TASK PROMPT: Print the listing below exactly, leaving nothing out.

== Segment start ==

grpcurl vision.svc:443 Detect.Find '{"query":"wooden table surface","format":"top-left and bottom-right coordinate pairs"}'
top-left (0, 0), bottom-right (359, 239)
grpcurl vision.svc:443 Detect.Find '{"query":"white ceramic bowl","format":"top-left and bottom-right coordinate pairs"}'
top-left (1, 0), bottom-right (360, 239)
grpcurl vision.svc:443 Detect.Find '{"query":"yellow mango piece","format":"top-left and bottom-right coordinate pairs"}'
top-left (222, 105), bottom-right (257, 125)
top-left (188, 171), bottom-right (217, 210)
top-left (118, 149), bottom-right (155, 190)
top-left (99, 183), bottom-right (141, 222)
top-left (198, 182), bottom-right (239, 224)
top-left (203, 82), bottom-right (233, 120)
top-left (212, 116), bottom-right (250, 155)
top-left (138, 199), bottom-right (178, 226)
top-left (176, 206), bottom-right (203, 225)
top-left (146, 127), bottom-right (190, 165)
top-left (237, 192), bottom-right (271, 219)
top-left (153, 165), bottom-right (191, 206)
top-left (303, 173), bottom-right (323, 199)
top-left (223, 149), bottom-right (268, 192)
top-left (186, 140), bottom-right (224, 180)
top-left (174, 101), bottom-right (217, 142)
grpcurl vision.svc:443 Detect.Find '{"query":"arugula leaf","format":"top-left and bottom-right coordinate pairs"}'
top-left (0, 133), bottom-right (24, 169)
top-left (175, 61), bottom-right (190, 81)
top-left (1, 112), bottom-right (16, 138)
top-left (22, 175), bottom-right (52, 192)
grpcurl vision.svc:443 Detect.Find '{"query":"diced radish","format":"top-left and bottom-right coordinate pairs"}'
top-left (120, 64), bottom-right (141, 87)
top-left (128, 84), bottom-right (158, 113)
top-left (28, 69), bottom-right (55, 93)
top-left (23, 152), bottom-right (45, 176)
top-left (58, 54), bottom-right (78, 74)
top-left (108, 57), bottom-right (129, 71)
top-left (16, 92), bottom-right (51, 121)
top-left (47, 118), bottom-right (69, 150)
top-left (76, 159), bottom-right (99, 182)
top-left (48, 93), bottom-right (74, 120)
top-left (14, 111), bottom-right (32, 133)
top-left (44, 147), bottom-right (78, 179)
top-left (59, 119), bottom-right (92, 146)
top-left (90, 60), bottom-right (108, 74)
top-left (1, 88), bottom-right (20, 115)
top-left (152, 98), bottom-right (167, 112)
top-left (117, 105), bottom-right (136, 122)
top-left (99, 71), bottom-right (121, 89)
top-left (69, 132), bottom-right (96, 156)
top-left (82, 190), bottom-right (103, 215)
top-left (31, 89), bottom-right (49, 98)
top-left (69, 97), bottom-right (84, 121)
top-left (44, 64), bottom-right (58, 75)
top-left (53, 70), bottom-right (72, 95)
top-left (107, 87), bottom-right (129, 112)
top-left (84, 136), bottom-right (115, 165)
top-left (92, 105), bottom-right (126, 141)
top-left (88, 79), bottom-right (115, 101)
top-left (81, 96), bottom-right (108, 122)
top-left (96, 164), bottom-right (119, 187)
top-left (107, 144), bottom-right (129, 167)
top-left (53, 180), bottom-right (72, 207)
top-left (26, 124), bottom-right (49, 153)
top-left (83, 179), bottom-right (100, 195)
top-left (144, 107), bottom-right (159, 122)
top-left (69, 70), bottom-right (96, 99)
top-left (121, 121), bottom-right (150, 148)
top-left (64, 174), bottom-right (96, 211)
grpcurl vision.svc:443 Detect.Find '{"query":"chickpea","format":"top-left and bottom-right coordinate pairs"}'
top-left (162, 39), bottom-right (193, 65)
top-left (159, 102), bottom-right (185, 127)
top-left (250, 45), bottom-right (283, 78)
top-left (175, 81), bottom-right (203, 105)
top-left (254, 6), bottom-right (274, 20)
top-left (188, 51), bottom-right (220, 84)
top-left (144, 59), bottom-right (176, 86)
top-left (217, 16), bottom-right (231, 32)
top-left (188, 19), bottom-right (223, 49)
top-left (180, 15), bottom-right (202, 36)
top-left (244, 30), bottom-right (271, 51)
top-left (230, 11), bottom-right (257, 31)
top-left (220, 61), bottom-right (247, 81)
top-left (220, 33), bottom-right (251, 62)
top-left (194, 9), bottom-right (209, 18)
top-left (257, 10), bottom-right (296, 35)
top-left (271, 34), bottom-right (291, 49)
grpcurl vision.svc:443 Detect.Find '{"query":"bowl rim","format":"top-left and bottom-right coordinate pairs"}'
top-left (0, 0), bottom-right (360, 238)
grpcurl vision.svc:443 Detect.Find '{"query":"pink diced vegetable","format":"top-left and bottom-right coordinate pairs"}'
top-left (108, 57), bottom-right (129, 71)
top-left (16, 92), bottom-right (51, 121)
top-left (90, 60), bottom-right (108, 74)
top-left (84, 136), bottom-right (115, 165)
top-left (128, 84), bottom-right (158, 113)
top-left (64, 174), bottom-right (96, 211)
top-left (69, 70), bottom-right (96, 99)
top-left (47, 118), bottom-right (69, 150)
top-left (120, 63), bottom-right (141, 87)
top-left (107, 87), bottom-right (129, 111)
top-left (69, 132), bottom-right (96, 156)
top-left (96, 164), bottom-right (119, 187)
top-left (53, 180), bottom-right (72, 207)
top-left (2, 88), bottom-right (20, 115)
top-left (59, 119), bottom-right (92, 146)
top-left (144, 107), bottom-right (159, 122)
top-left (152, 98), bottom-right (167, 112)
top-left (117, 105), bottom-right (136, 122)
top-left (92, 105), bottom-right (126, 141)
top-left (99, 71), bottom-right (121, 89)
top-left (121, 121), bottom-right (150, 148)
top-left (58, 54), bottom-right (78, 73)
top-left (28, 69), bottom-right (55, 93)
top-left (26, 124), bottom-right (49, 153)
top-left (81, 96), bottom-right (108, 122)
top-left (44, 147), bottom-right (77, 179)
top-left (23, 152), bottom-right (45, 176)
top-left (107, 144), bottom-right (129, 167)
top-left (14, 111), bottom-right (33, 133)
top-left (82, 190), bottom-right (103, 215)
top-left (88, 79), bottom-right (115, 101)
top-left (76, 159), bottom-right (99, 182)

== Segment end ==

TASK ANSWER:
grpcurl vision.svc:443 Detect.Find '{"query":"wooden table surface","format":"top-left and bottom-right coordinate pairs"}'
top-left (0, 0), bottom-right (359, 239)
grpcurl vision.svc:443 Detect.Find '{"query":"white ceramic bowl","format":"top-left and bottom-right coordinate pairs"}'
top-left (1, 0), bottom-right (360, 239)
grpcurl vision.svc:443 Detect.Find '{"query":"yellow mango piece","format":"top-left and bottom-right coordinate pairs"}'
top-left (222, 105), bottom-right (257, 125)
top-left (188, 171), bottom-right (217, 210)
top-left (118, 149), bottom-right (155, 190)
top-left (99, 183), bottom-right (141, 222)
top-left (198, 182), bottom-right (239, 224)
top-left (203, 82), bottom-right (233, 120)
top-left (212, 116), bottom-right (250, 155)
top-left (138, 199), bottom-right (178, 226)
top-left (176, 206), bottom-right (203, 225)
top-left (146, 127), bottom-right (190, 165)
top-left (237, 192), bottom-right (271, 219)
top-left (153, 165), bottom-right (191, 206)
top-left (303, 173), bottom-right (323, 199)
top-left (223, 149), bottom-right (268, 192)
top-left (186, 140), bottom-right (224, 180)
top-left (174, 101), bottom-right (217, 142)
grpcurl vision.svc:443 Detect.Find '{"query":"arugula leaf","format":"top-left and bottom-right coordinate pairs"}'
top-left (0, 133), bottom-right (24, 169)
top-left (175, 61), bottom-right (190, 81)
top-left (1, 112), bottom-right (16, 138)
top-left (22, 175), bottom-right (52, 192)
grpcurl vision.svc:443 Detect.Find '{"query":"diced radish","format":"top-left and bottom-right coordinate pairs"}'
top-left (120, 64), bottom-right (141, 87)
top-left (128, 84), bottom-right (158, 113)
top-left (28, 69), bottom-right (55, 93)
top-left (23, 152), bottom-right (45, 176)
top-left (58, 54), bottom-right (78, 74)
top-left (108, 57), bottom-right (129, 71)
top-left (16, 92), bottom-right (51, 121)
top-left (47, 118), bottom-right (69, 150)
top-left (76, 159), bottom-right (99, 182)
top-left (48, 93), bottom-right (74, 120)
top-left (14, 111), bottom-right (32, 133)
top-left (44, 147), bottom-right (78, 179)
top-left (59, 119), bottom-right (92, 146)
top-left (90, 60), bottom-right (108, 74)
top-left (1, 88), bottom-right (20, 115)
top-left (152, 98), bottom-right (167, 112)
top-left (117, 105), bottom-right (136, 122)
top-left (99, 71), bottom-right (121, 89)
top-left (69, 132), bottom-right (96, 156)
top-left (82, 190), bottom-right (103, 215)
top-left (31, 89), bottom-right (49, 98)
top-left (69, 97), bottom-right (84, 121)
top-left (44, 64), bottom-right (58, 75)
top-left (53, 70), bottom-right (72, 95)
top-left (107, 87), bottom-right (129, 112)
top-left (84, 136), bottom-right (115, 165)
top-left (92, 105), bottom-right (126, 141)
top-left (88, 79), bottom-right (115, 101)
top-left (81, 96), bottom-right (108, 122)
top-left (96, 164), bottom-right (119, 187)
top-left (107, 144), bottom-right (129, 167)
top-left (53, 180), bottom-right (72, 207)
top-left (26, 124), bottom-right (49, 153)
top-left (83, 179), bottom-right (100, 195)
top-left (144, 107), bottom-right (159, 122)
top-left (69, 70), bottom-right (96, 99)
top-left (121, 121), bottom-right (150, 148)
top-left (64, 174), bottom-right (96, 211)
grpcurl vision.svc:443 Detect.Find '{"query":"chickpea","format":"top-left and bottom-right coordinate pairs"}'
top-left (162, 39), bottom-right (193, 65)
top-left (159, 102), bottom-right (185, 127)
top-left (250, 45), bottom-right (283, 78)
top-left (175, 81), bottom-right (203, 105)
top-left (254, 6), bottom-right (274, 20)
top-left (188, 51), bottom-right (220, 84)
top-left (144, 59), bottom-right (176, 86)
top-left (217, 16), bottom-right (231, 32)
top-left (188, 19), bottom-right (223, 49)
top-left (180, 15), bottom-right (202, 36)
top-left (244, 30), bottom-right (271, 51)
top-left (230, 11), bottom-right (257, 31)
top-left (220, 61), bottom-right (247, 81)
top-left (220, 33), bottom-right (251, 62)
top-left (194, 9), bottom-right (209, 18)
top-left (257, 10), bottom-right (296, 35)
top-left (271, 34), bottom-right (291, 49)
grpcurl vision.svc:443 Detect.Find '{"query":"bowl rim","format":"top-left and bottom-right coordinate pairs"}'
top-left (0, 0), bottom-right (360, 238)
grpcurl vision.svc:443 Detect.Find '{"query":"pink diced vegetable","format":"top-left and bottom-right coordinate pairs"}'
top-left (108, 57), bottom-right (129, 71)
top-left (16, 92), bottom-right (51, 121)
top-left (90, 60), bottom-right (108, 74)
top-left (84, 136), bottom-right (115, 165)
top-left (128, 84), bottom-right (158, 113)
top-left (64, 174), bottom-right (96, 211)
top-left (69, 70), bottom-right (96, 99)
top-left (47, 118), bottom-right (69, 150)
top-left (120, 63), bottom-right (141, 87)
top-left (107, 87), bottom-right (129, 111)
top-left (69, 132), bottom-right (96, 156)
top-left (96, 164), bottom-right (119, 187)
top-left (53, 180), bottom-right (72, 207)
top-left (2, 88), bottom-right (20, 115)
top-left (59, 119), bottom-right (92, 146)
top-left (144, 107), bottom-right (159, 122)
top-left (152, 98), bottom-right (167, 112)
top-left (117, 105), bottom-right (136, 122)
top-left (92, 105), bottom-right (126, 141)
top-left (99, 71), bottom-right (121, 89)
top-left (121, 121), bottom-right (150, 148)
top-left (58, 54), bottom-right (78, 73)
top-left (28, 69), bottom-right (55, 93)
top-left (26, 124), bottom-right (49, 153)
top-left (81, 96), bottom-right (108, 122)
top-left (44, 147), bottom-right (77, 179)
top-left (23, 152), bottom-right (45, 176)
top-left (107, 144), bottom-right (129, 167)
top-left (14, 111), bottom-right (33, 133)
top-left (82, 190), bottom-right (103, 215)
top-left (88, 79), bottom-right (115, 101)
top-left (76, 159), bottom-right (99, 182)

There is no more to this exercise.